ESTRATTO DEL DOCUMENTO>
++++++++++++++++++++

Questi strumenti teatrali, mezzo di illusione, risultano però un passaggio irrinunciabile – in teatro come nella vita – per raggiungere lo scopo finale: “realizzare l’androgino, cioè colui che non è né donna né uomo e che credo che, in misura diversa, sia in ogni essere umano.”

Nell’intervista ad Attisani, Mieli chiude le sue riflessioni con un’iperbole logica che è però ardentemente viva ed efficace. Nella forma si tratta di un ragionamento a tutti gli effetti, nella sostanza è un’illusione, che se pure fa calare a effetto il sipario sulle sue idee, apre voluttuosamente la porta del “camerino” del sé alle opportunità del futuro, quello che oggi viviamo: “Osare in inglese si dice to dare e si scrive dare: allora osare è dare; se l’attore osa regala agli altri, offre agli altri l’esempio del fatto che se anche loro osassero, se facessero un minimo sforzo, forse cambierebbero la loro vita. Questo è il discorso.” Un discorso che vale ancora oggi.

Foto e credits

  1. Tosetto, Sesso, carta e palco. La fabbrica del teatro nelle riviste LGBT+ «Fuori!», «Lambda» e «Babilonia» (1971-1984) da Mimesis Journal, Scritture della performance, 8, 1 – 2019 p. 65-94 
  2. Citazione dell’omonimo romanzo di Jean Genet, come indica Mauro Muscio nel suo articolo su Pride Magazine: https://www.pridemagazine.it/2020/04/22/la-norma-al-contrario/
  3. Il testo e lo spettacolo La Traviata Norma vede la luce il 9 marzo 1976 al Teatro il Quarto (oggi Teatro Arsenale) di Milano, in via Cesare Correnti. Lo spettacolo venne poi portato a Firenze e Roma. Di quest’ultima replica, presso il Teatro in Trastevere oggi scomparso, resta a testimonianza presso l’archivio del Circolo Mario Mieli la locandina originale.

++++++++++++++++++++

ISTRUZIONI DI LAVORO>
A: Puoi estrarre dall'estratto su Mieli e il teatro il passo che va da "Nell’intervista ad Attisani, Mieli" a "vale ancora oggi."?
B: Come renderesti in inglese la frase «Nell’intervista ad Attisani, Mieli chiude le sue riflessioni con un’iperbole logica che è però ardentemente viva ed efficace.», tratta dall'estratto su Mieli e il teatro?
I dati riportati qui provengono da una fonte diversa.

ESTRATTO DELLA FONTE>
++++++++++++++++++++

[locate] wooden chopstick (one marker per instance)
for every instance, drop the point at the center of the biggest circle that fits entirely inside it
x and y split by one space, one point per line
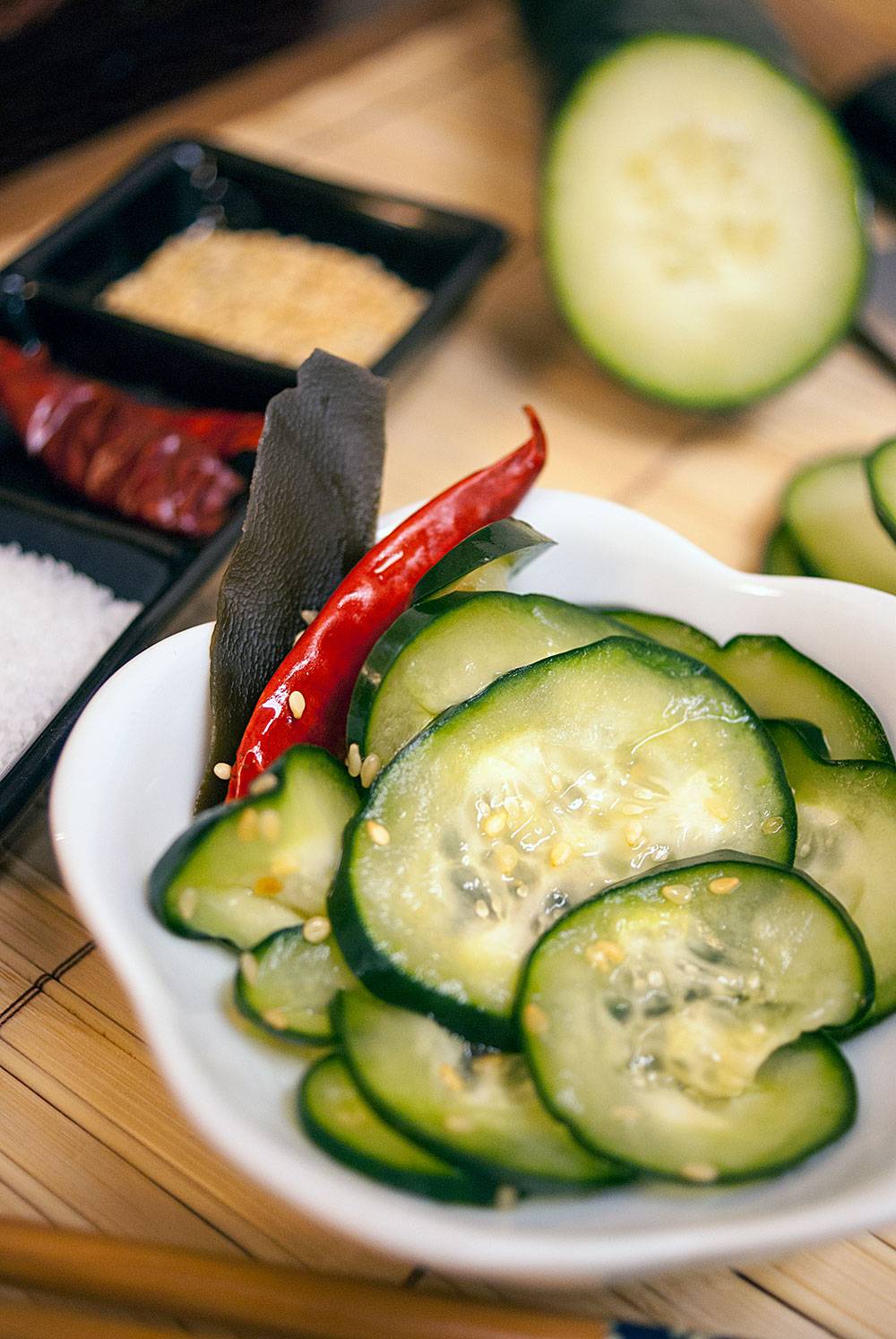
268 1296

++++++++++++++++++++

SOLUZIONI DEGLI ESERCIZI>
A:
Nell’intervista ad Attisani, Mieli chiude le sue riflessioni con un’iperbole logica che è però ardentemente viva ed efficace. Nella forma si tratta di un ragionamento a tutti gli effetti, nella sostanza è un’illusione, che se pure fa calare a effetto il sipario sulle sue idee, apre voluttuosamente la porta del “camerino” del sé alle opportunità del futuro, quello che oggi viviamo: “Osare in inglese si dice to dare e si scrive dare: allora osare è dare; se l’attore osa regala agli altri, offre agli altri l’esempio del fatto che se anche loro osassero, se facessero un minimo sforzo, forse cambierebbero la loro vita. Questo è il discorso.” Un discorso che vale ancora oggi.

B: In the interview with Attisani, Mieli closes his reflections with a logical hyperbole that is nonetheless ardently alive and effective.